- **Supplied data**:
-=-=-

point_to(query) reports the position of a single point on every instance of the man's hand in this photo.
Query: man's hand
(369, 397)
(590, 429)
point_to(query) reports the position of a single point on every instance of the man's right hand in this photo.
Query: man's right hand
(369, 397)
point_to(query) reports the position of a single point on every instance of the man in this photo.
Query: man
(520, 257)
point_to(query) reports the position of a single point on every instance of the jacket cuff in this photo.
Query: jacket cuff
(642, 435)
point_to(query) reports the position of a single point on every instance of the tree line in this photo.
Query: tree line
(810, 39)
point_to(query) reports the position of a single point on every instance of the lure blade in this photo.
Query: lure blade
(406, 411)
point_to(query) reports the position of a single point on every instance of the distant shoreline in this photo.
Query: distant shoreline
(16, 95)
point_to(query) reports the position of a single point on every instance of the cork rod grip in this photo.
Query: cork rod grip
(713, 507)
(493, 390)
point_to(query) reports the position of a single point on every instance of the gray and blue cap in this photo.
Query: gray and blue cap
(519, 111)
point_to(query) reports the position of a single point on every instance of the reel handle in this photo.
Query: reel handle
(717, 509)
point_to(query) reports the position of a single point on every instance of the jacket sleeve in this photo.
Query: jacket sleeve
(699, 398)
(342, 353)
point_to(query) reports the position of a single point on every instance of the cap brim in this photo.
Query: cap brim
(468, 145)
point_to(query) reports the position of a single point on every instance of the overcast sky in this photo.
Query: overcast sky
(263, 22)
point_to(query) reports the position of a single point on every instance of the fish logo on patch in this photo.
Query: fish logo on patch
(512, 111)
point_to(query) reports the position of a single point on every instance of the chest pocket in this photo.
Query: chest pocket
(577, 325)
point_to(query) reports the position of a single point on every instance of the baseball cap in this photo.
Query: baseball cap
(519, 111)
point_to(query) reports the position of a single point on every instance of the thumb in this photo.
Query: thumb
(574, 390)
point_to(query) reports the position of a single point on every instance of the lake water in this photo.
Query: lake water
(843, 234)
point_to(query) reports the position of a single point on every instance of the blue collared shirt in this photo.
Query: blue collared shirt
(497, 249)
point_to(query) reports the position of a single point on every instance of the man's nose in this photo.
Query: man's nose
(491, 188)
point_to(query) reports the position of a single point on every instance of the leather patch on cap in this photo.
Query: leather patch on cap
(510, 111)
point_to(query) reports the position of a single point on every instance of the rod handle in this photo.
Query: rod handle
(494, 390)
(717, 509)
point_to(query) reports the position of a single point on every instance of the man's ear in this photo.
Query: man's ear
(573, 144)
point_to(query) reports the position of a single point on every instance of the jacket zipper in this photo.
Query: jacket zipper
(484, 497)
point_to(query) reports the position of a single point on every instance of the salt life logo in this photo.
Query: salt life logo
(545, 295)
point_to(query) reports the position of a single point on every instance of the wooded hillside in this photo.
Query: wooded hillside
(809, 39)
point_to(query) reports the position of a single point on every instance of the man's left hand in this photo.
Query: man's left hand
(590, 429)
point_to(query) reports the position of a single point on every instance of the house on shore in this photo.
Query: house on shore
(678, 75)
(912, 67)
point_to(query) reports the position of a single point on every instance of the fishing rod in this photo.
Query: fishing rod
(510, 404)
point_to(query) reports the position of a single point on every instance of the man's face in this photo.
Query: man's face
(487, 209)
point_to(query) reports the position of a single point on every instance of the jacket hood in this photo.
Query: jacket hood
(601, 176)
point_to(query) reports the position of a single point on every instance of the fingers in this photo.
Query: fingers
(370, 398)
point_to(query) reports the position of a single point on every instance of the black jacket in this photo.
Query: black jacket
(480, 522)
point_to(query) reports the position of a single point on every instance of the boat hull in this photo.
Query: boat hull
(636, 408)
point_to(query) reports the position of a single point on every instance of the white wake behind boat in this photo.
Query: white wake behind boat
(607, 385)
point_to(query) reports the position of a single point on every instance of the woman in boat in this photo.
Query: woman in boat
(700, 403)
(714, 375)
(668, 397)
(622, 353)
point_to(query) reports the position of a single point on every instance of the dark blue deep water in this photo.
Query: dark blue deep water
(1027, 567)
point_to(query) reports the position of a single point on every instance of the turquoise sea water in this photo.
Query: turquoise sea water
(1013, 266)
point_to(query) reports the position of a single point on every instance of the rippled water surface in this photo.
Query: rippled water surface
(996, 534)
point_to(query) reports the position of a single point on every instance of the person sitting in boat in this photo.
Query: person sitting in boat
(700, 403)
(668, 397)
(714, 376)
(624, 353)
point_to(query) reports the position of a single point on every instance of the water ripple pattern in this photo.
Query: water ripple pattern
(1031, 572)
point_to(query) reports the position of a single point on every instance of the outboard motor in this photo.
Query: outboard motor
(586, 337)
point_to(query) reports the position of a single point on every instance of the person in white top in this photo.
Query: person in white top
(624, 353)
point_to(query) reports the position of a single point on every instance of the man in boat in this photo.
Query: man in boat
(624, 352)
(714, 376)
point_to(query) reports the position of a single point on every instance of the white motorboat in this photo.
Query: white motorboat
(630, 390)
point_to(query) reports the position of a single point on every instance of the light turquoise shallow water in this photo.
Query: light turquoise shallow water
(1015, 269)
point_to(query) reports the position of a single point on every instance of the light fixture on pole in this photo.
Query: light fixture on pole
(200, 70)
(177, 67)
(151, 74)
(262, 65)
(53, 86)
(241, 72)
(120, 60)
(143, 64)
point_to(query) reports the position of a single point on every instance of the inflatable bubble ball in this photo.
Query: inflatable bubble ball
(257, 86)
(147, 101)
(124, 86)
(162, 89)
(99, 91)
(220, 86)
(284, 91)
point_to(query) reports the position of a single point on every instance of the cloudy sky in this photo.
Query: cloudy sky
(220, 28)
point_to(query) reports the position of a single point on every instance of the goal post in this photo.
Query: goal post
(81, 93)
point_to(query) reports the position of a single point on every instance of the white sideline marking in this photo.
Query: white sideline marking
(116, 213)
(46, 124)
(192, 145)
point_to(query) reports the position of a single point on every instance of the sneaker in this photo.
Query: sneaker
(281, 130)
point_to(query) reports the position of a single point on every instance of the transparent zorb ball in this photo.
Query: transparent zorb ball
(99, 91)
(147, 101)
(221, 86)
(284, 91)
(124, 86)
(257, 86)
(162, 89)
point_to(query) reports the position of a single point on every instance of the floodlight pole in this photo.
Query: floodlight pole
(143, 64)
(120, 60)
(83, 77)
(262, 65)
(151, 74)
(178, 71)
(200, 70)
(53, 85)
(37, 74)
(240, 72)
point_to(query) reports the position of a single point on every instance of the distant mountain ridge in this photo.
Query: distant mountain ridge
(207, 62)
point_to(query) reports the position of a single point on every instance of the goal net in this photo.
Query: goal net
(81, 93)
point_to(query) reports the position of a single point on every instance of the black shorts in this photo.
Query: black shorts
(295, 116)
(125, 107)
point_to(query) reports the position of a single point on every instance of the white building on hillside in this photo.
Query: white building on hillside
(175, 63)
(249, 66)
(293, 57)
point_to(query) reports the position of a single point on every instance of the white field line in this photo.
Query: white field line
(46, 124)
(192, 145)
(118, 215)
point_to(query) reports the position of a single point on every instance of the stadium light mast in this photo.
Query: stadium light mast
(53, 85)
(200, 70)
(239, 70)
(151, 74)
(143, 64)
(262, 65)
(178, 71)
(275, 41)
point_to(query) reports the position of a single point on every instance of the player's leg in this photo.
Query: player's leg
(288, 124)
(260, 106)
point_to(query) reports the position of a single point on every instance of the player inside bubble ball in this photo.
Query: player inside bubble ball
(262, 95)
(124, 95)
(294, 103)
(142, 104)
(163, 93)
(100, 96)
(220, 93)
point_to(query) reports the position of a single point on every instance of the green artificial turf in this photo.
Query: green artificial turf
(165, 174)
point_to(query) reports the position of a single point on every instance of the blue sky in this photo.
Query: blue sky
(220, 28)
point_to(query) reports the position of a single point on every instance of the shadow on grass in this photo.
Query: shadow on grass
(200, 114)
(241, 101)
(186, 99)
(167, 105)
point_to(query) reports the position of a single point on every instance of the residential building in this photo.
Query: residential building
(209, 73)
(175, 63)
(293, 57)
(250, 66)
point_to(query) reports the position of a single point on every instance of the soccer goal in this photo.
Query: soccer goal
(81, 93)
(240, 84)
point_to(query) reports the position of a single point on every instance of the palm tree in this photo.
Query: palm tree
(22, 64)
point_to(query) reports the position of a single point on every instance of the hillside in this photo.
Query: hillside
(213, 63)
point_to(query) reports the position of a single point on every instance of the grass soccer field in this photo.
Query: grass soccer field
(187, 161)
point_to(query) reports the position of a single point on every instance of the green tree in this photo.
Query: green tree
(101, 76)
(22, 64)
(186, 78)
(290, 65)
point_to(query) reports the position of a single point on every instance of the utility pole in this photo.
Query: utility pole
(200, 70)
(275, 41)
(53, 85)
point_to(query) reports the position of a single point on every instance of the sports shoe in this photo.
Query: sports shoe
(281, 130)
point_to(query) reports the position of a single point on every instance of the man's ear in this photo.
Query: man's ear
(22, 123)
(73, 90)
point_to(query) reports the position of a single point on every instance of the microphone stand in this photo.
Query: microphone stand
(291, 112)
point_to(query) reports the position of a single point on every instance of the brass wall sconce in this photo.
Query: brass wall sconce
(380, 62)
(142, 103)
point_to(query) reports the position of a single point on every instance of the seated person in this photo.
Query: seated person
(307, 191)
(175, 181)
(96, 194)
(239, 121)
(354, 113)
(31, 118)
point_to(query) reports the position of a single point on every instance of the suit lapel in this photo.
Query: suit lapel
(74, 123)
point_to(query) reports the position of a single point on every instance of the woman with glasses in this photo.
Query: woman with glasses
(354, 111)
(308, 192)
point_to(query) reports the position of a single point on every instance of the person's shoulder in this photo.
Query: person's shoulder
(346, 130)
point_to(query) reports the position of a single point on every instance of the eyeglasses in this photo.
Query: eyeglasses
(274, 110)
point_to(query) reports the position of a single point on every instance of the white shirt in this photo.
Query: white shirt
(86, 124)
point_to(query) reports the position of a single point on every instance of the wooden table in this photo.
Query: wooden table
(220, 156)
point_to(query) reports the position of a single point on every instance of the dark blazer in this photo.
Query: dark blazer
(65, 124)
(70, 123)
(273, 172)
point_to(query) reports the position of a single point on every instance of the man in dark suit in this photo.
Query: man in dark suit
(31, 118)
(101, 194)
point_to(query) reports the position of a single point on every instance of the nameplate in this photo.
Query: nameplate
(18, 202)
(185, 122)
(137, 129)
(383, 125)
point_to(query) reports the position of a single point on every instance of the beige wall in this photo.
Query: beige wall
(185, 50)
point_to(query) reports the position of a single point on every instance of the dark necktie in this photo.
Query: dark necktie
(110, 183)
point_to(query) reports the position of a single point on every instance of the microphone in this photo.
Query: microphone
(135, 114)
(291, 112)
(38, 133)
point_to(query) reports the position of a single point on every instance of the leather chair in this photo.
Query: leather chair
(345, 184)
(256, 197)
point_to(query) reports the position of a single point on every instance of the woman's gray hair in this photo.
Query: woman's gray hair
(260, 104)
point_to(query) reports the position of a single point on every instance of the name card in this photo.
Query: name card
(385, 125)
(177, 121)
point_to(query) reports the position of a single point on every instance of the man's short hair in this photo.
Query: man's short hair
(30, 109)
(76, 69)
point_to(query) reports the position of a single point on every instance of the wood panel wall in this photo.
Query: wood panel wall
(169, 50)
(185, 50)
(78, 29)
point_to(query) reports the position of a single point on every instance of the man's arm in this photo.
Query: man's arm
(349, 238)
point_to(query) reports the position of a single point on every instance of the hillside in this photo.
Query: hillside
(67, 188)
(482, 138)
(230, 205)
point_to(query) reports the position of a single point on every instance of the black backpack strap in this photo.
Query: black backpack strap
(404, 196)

-=-=-

- **Short task**: Edit the material from the line that contains "short hair in this photo." through the end, changing "hillside" to "slope" and leaving everything else as it is.

- **The answer**:
point_to(query) reports the position of a single point on every instance of the man's short hair in this photo.
Query: man's short hair
(30, 109)
(76, 69)
point_to(query) reports the position of a single point on every instance of the wood panel wall in this photo.
Query: wood panel wall
(169, 50)
(185, 50)
(78, 29)
point_to(query) reports the position of a single point on every instance of the man's arm in this photo.
Query: man's arm
(349, 238)
point_to(query) reports the position of a single point on every instance of the slope in this photo.
Query: slope
(67, 188)
(482, 138)
(230, 205)
point_to(query) reports the position of a single point on every instance of the black backpack strap in this photo.
Query: black backpack strap
(404, 196)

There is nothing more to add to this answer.